[Region pointing data]
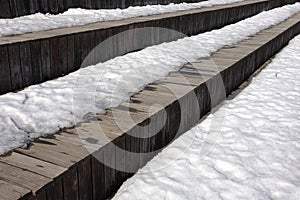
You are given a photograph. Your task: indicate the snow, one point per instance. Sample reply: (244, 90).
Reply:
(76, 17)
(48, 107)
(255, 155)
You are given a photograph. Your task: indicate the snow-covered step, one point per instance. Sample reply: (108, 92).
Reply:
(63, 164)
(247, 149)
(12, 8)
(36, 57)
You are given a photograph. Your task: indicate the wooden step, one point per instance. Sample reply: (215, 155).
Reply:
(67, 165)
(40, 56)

* * *

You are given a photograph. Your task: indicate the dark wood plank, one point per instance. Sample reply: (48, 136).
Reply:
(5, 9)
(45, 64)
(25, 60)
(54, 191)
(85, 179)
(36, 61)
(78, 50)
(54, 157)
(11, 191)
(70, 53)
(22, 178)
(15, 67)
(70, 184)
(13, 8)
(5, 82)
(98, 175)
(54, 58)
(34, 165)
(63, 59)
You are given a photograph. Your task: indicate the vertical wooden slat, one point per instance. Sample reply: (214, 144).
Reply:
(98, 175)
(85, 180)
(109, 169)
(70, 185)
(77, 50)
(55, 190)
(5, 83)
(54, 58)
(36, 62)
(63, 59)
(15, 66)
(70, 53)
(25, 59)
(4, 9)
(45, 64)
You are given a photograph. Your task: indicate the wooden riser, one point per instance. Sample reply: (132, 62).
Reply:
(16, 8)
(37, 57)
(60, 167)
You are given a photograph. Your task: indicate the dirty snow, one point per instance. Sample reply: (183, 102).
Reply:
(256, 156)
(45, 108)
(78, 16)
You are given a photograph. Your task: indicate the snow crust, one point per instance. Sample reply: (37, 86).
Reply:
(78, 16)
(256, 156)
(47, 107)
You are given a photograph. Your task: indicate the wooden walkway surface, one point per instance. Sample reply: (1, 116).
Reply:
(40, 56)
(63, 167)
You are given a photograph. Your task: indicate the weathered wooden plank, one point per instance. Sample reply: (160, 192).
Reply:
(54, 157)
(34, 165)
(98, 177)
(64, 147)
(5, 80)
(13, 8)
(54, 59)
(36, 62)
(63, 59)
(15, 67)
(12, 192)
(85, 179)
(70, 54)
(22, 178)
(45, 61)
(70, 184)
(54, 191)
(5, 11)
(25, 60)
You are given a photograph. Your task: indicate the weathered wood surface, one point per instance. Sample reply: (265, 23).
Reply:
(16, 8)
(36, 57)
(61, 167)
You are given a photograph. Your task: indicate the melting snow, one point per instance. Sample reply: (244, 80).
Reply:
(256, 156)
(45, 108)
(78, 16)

## WHAT TO WORK ON
Say how many lines above contain "snow", and give no words besides the number.

## REPLY
5